### Work item
Extend the report on the DowDuPont North American Labor Council's virtual session by writing the paragraphs that would follow its final quotation.

### Passage to read
════
The Covid-19 pandemic prevented the DowDuPont North American Labor Council (DNALC) from meeting in person, but it did not stop 40 council members from participating in a half-day virtual session in mid-September to discuss the disease’s impact on workers and the world economy.
“We can’t let the pandemic get in the way of our communications and global solidarity,” said John Shinn, head of the USW’s chemical sector.
He discussed how the USW Health, Safety and Environment Department established a Covid-19 protocol for its chemical and pharmaceutical employers. “The staff and local union leadership worked diligently with the employers to get protections in place for our members,” he said.
Kemal Özken, assistant general secretary of IndustriALL, spoke about Covid-19’s impact on workers’ health and safety and on human life.
“We demand that Covid-19 be recognized as an occupational disease for those workers infected in workplaces,” he said.
════
Photo-based referring expression data:
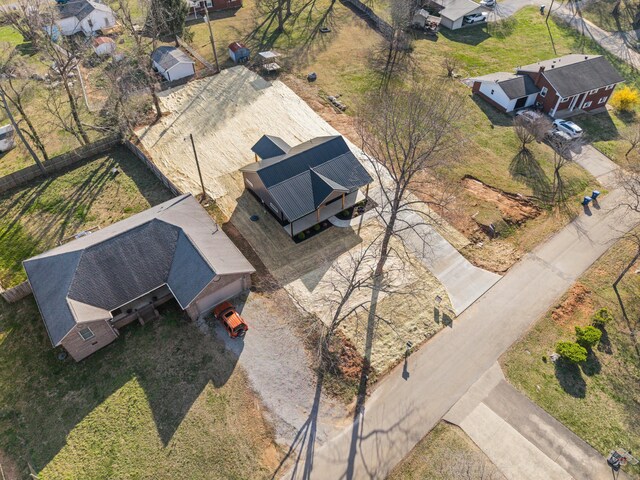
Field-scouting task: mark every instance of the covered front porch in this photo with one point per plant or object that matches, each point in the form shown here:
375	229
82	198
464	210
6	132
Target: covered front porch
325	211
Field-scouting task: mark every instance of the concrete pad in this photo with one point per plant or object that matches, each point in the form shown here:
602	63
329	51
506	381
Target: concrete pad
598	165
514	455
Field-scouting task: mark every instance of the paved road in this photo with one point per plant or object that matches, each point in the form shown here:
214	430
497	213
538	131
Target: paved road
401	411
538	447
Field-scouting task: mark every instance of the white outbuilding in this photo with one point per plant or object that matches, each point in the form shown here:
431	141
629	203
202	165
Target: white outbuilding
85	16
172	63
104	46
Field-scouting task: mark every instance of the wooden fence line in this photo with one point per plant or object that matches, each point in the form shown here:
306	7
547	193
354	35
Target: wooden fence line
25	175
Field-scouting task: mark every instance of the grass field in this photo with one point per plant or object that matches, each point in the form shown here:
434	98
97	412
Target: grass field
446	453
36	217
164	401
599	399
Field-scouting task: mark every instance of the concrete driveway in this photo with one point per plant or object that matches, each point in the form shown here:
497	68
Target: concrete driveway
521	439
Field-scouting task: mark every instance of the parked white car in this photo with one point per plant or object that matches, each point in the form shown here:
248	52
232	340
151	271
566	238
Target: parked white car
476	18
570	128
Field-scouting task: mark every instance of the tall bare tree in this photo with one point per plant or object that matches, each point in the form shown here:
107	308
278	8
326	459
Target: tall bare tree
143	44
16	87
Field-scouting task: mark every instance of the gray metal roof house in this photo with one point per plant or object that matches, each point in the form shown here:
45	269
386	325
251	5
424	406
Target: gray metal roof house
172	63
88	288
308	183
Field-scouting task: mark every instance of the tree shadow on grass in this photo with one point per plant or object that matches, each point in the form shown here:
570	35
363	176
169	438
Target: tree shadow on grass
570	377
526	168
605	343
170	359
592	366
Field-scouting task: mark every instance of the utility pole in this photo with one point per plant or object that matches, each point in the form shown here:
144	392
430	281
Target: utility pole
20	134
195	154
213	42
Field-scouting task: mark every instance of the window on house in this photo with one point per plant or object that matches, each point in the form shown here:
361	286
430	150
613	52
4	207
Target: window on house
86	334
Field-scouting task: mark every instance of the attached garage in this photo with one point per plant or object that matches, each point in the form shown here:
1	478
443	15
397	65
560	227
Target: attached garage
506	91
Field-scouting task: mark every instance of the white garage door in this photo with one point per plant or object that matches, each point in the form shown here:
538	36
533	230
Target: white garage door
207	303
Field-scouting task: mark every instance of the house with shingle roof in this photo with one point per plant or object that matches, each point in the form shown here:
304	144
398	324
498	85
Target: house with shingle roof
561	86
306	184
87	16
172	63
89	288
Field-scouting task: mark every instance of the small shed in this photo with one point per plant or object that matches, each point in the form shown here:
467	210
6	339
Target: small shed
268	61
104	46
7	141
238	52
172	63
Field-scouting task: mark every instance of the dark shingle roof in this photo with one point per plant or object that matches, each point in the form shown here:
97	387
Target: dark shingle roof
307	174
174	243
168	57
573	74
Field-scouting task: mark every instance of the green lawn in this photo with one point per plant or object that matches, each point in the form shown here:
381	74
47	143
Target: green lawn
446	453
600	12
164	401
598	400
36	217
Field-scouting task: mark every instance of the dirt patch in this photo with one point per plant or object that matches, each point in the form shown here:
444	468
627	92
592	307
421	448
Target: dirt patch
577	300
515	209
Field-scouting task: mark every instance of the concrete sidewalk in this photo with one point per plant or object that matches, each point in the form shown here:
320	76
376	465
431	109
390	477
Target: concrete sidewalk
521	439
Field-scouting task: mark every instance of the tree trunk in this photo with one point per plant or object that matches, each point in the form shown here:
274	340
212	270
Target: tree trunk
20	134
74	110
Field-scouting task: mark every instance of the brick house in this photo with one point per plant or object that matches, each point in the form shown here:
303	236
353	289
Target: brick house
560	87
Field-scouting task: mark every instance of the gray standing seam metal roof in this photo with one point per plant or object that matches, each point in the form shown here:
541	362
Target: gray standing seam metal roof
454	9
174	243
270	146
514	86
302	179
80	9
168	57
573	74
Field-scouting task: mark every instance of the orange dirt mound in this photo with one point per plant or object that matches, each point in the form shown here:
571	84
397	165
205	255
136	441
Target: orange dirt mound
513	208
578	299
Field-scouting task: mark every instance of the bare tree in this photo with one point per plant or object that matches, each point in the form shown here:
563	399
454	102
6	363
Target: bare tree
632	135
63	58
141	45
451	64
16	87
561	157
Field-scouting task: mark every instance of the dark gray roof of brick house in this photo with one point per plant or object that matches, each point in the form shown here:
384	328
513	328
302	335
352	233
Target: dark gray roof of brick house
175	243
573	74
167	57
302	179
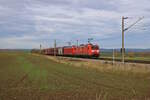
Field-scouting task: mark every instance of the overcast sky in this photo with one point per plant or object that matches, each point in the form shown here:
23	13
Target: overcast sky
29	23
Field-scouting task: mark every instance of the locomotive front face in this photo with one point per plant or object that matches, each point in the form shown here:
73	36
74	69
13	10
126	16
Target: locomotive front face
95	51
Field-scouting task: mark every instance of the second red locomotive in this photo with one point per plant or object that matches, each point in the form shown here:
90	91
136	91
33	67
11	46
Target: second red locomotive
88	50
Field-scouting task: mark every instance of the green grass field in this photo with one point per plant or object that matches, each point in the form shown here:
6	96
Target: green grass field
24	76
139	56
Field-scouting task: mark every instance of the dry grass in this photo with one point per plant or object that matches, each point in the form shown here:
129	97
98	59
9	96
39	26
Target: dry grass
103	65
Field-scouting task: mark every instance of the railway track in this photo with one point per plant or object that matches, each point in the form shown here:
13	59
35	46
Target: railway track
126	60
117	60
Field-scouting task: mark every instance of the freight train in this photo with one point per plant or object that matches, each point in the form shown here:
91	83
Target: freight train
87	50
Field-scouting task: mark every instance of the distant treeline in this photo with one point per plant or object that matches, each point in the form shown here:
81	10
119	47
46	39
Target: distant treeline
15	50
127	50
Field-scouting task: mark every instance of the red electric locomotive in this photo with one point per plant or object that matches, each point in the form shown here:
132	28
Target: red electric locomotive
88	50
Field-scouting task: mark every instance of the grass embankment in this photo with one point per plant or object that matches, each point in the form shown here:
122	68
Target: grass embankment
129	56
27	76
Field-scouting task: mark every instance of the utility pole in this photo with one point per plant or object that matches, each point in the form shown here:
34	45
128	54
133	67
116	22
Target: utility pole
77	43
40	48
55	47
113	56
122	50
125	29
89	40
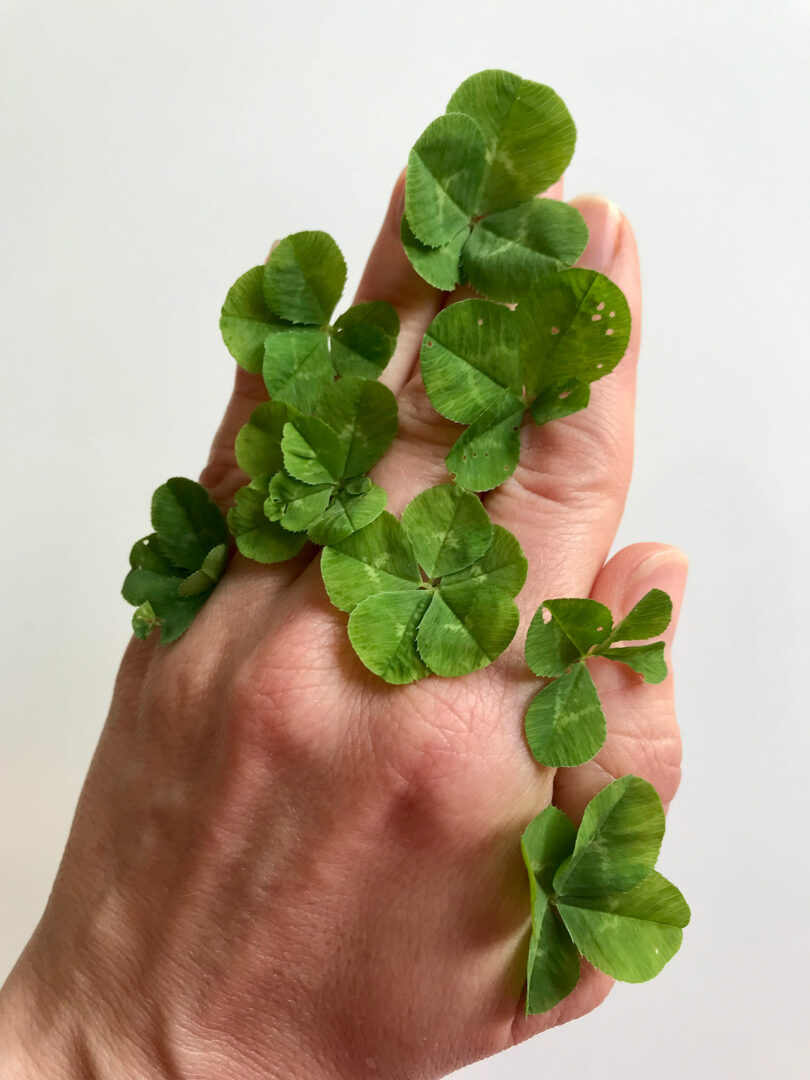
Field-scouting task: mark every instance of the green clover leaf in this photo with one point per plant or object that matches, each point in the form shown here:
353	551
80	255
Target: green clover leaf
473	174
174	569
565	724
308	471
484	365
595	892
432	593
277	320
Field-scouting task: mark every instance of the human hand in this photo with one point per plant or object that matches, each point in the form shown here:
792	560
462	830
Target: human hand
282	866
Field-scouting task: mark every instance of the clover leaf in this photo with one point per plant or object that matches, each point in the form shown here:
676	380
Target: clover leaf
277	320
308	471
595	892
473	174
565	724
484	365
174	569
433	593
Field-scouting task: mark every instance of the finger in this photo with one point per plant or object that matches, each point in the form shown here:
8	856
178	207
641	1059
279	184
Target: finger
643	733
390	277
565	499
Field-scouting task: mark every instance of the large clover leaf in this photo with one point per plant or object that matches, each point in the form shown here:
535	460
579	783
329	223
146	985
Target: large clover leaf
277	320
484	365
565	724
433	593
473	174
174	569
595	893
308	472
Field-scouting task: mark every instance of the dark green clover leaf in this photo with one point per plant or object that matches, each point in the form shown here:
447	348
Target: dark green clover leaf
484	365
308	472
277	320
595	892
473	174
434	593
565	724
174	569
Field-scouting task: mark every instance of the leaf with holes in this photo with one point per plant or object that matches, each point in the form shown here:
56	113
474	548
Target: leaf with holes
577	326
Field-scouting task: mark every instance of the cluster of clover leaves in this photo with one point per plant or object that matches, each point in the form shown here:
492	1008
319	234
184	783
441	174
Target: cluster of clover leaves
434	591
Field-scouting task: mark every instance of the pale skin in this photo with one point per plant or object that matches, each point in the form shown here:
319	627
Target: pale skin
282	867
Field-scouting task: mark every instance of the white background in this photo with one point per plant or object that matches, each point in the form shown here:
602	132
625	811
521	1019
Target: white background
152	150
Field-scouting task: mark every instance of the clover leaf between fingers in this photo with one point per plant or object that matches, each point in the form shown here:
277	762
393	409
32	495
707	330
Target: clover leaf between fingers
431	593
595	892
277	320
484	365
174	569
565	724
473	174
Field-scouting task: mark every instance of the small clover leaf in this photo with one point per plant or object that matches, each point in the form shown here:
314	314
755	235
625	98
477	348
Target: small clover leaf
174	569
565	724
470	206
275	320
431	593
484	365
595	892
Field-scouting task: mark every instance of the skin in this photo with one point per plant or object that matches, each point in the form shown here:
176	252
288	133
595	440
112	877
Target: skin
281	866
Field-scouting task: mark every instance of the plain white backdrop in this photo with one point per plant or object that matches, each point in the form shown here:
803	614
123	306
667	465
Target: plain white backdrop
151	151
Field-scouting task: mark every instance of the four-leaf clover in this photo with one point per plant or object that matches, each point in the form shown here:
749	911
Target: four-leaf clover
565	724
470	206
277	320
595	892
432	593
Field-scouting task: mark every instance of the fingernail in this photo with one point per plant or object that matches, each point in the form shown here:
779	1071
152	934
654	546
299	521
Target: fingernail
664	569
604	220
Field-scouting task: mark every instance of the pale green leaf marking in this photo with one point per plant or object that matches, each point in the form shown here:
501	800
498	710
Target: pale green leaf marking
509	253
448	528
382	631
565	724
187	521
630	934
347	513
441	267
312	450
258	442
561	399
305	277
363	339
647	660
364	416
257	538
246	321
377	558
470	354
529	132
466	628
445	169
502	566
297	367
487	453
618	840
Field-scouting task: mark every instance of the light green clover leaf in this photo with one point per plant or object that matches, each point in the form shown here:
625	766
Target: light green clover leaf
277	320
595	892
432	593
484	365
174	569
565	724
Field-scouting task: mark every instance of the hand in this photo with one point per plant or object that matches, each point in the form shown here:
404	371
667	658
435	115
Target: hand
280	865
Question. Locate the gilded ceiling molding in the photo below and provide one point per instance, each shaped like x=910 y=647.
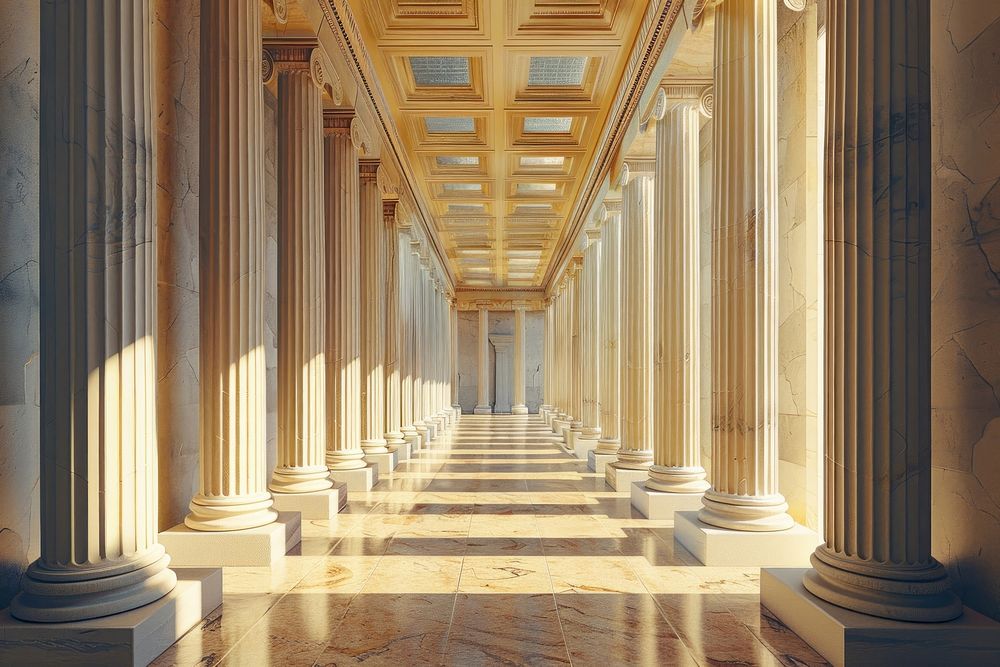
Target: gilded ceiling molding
════
### Result of the task
Tom Grinter, IndustriALL director of chemicals and pharmaceuticals, pulp and paper and rubber industries, emphasized that council members ensure their plant managers are respecting Dow and DuPont’s commitment on local union involvement in safety management protocols.
“It’s a difficult time, but we’re standing together,” Grinter said.
Covid-19 protocols
DNALC Chair Kent Holsing, who is also president of USW Local 12075, said the Dow locals participating in the virtual meeting felt the company handled the Covid-19 pandemic well overall in terms of health and safety protocols and pay for workers who have to quarantine or stay at home because of testing positive for coronavirus or having pre-existing conditions that make getting the virus deadly.
Shinn said there were some rolling layoffs of one to three weeks in length, but most workers did not lose pay during that period.
Some of the employers paid additional hourly pay (for a period of time) or a one-time bonus, he said.
Impact on world economy
Another top concern was how Dow and Dupont would weather the economic impact of the Covid-19 crisis.
Özken described how the pandemic shrunk economic activity worldwide and caused a 40 percent decrease in direct investment. He said companies are discussing how the disease disrupted supply chains of needed products.
Shinn expressed concern that companies would see the pandemic as an opportunity to consolidate production lines and run leaner. Dow announced it would cut its worldwide workforce by 6 percent because of the pandemic, but has not said where those cuts will occur.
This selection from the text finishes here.